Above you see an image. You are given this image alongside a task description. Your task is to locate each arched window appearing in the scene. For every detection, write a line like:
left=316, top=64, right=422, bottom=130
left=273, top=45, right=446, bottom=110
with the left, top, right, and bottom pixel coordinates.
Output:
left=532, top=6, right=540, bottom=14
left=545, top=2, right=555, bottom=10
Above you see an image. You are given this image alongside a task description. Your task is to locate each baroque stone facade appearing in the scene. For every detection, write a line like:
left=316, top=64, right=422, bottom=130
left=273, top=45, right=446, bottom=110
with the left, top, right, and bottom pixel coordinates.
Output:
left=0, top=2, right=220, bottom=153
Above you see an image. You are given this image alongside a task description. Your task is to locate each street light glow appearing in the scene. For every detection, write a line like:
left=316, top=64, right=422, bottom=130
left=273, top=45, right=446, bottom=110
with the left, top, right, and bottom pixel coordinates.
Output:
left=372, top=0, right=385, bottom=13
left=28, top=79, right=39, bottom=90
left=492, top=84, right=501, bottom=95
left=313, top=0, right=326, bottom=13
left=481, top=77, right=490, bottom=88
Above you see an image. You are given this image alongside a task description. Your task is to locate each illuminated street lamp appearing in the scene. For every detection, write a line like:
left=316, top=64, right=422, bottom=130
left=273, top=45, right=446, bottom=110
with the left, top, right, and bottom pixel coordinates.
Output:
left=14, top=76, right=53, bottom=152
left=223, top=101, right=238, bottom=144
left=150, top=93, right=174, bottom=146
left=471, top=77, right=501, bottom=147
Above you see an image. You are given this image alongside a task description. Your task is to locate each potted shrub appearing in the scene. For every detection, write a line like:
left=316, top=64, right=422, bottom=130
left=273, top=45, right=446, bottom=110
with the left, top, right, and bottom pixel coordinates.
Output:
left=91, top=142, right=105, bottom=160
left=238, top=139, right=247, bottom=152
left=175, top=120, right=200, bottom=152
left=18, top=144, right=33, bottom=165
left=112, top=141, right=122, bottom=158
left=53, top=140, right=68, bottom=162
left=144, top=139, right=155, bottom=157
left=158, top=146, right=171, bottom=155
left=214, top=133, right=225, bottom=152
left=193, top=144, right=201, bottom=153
####
Exercise goal: Rewrite the rows in the stretch from the line containing "locate each potted" through the end of the rows, replacing "potted shrub" with "flower planter" and keeping everything else the same.

Full output:
Above you see an image. You are given this image alongside a task description. Your task is to locate each flower planter appearing in the scene. For every detection, write a line like:
left=316, top=64, right=422, bottom=130
left=273, top=45, right=446, bottom=110
with the left, top, right, and bottom pixel coordinates.
Output:
left=91, top=142, right=105, bottom=160
left=238, top=139, right=247, bottom=152
left=175, top=120, right=200, bottom=152
left=18, top=144, right=33, bottom=165
left=112, top=141, right=122, bottom=158
left=53, top=140, right=68, bottom=162
left=144, top=139, right=155, bottom=157
left=158, top=146, right=171, bottom=155
left=214, top=133, right=225, bottom=152
left=193, top=144, right=201, bottom=153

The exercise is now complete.